====== Teks Bacaan

Apakah mereka ini juga menganggap semua hadits yang telah dikemukakan itu
dho’if, palsu, maudhu’ dan lain sebagainya, karena berlawanan dengan pahamnya?
Diriwayatkan
dari Ali bin Abi Thalib kw. bahwa: “Sewaktu Rasulullah dikebumikan, Fatimah (puteri Rasulullah saw)
bersimpuh disisi kuburan Rasulullah dan mengambil sedikit tanah makam
Rasulullah kemudian diletakkan dimukanya dan sambil menangis ia pun membaca
beberapa bait syair….”. (Al-Fatawa
Al-Fiqhiyah karya Ibnu Hajar jilid 2 halaman18, As-Sirah An-Nabawiyah jilid 2 halaman 340, Irsyad As-Sari jilid 3
halaman 352 dan sebagainya)

============
====== Baris Data

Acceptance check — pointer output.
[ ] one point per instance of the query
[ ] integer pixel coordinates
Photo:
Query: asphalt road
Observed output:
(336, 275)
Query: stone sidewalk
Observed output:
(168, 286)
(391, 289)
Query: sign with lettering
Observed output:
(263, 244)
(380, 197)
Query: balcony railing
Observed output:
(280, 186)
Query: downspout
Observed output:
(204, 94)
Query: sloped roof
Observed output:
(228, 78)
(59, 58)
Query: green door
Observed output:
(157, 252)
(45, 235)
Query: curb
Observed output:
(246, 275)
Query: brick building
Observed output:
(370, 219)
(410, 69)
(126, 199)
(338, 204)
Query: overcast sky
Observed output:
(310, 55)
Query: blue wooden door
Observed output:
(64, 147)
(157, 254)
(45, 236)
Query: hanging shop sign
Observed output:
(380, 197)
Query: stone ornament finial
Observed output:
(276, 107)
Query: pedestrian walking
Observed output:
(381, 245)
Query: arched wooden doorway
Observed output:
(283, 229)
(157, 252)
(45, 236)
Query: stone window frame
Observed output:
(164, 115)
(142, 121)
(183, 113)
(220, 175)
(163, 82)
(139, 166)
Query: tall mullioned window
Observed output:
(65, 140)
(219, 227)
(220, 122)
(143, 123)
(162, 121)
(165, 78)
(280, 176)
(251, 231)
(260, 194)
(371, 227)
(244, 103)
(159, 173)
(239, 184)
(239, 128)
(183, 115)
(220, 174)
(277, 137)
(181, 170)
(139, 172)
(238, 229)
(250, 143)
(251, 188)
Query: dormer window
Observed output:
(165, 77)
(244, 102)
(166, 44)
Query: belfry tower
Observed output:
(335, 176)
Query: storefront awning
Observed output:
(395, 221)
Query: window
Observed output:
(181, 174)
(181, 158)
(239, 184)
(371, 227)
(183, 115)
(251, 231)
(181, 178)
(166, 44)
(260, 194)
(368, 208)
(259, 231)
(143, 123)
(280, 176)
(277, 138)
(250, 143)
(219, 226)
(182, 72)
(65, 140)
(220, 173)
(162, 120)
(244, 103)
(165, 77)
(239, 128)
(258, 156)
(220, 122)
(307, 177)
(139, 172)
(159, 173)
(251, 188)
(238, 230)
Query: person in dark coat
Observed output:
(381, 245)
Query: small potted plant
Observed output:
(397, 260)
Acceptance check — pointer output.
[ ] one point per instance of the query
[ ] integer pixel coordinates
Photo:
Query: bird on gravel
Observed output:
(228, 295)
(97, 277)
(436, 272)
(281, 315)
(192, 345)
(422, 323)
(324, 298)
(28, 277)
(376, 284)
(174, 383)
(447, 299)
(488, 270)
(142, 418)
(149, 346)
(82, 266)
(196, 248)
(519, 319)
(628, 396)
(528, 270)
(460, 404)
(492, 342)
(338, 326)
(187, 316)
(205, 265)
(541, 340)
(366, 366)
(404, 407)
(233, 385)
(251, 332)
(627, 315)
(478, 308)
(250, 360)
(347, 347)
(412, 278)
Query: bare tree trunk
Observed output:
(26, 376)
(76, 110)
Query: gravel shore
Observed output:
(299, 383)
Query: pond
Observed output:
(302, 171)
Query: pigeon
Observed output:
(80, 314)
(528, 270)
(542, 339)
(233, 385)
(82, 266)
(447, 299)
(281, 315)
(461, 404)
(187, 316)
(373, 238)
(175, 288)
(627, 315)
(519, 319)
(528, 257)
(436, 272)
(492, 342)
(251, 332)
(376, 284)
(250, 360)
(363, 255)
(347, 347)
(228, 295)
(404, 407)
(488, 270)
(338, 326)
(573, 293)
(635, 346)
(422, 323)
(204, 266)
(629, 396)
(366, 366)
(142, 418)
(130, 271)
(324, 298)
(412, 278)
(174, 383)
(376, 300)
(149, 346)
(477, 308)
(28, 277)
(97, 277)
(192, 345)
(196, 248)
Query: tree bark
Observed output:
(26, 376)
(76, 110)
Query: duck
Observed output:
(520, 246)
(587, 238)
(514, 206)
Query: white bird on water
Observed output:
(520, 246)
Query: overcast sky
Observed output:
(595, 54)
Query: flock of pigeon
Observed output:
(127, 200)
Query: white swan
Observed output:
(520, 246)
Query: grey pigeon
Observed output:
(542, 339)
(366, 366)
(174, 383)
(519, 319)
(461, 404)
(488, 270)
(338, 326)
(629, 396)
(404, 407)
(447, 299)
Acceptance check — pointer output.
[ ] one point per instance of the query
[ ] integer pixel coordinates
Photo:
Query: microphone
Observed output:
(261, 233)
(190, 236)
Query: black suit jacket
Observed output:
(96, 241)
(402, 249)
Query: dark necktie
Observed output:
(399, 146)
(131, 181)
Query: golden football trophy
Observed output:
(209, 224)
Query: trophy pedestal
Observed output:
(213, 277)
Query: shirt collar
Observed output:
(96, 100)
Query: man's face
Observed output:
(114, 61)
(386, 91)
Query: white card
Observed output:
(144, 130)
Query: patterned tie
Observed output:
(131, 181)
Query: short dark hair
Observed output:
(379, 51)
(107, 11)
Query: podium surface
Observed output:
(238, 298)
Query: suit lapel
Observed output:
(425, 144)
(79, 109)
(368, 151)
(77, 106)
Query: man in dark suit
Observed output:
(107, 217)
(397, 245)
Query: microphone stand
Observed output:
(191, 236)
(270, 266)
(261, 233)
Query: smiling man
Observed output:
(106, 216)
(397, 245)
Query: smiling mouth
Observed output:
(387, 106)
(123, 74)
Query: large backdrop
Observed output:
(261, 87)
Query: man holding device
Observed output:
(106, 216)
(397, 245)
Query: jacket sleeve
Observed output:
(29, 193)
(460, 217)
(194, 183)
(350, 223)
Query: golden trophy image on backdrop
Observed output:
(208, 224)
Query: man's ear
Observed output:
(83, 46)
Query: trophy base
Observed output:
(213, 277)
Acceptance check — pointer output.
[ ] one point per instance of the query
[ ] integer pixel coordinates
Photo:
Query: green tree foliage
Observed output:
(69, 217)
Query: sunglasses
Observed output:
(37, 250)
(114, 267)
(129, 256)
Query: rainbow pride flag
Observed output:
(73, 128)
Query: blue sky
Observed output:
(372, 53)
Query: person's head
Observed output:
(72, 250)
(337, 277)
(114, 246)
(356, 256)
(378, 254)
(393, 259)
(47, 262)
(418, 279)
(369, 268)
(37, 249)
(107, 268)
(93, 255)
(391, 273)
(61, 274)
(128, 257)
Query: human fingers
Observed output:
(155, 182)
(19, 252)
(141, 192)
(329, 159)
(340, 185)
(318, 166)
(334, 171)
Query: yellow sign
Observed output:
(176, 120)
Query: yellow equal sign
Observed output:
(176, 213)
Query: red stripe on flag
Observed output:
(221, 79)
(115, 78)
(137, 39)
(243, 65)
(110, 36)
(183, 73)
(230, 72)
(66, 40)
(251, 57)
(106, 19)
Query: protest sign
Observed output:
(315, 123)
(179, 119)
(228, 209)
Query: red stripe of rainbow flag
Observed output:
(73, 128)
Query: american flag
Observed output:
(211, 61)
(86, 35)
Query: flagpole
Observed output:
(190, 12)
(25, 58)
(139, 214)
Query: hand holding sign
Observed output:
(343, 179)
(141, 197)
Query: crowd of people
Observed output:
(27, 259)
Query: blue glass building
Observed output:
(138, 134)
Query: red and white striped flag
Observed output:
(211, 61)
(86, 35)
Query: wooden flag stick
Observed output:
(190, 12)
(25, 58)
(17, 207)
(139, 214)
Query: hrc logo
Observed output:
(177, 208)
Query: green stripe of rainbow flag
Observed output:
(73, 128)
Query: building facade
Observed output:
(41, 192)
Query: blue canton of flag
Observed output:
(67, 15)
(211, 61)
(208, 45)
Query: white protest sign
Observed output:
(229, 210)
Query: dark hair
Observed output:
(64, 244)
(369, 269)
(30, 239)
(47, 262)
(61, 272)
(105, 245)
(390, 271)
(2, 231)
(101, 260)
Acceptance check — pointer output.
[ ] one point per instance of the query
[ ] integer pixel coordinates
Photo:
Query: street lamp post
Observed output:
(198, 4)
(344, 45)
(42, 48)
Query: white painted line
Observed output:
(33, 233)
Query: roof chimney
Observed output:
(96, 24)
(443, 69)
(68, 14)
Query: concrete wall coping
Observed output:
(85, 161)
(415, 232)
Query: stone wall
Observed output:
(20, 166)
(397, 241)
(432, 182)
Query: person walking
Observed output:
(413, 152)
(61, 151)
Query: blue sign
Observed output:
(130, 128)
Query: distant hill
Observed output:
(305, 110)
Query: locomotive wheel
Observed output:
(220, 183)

============

Tujuan ▸ Teruskan teks bacaan tentang riwayat Fatimah di makam Rasulullah, dimulai setelah kalimat terakhirnya. Entri-entri di atas diambil dari sumber yang berbeda.

Jawaban Benar ▸
Jika apa yang
dilakukan Siti Fatimah tersebut adalah Syirik atau bid’ah maka mengapa ia melakukannya? Apakah dia tidak pernah mengetahui
apa yang telah diajarkan oleh ayahnya (Rasulullah)? Apakah mungkin khalifah Ali
bin Abi Thalib membiarkan istrinya terjerumus ke dalam kesyirikan dan bid’ah
yang dilarang oleh beliau saw. (versi Wahabisme)? Bukankah keduanya adalah
keluarga dan sahabat Rasulullah yang tergolong Salaf Shaleh, yang konon akan
diikuti oleh kelompok Wahabi?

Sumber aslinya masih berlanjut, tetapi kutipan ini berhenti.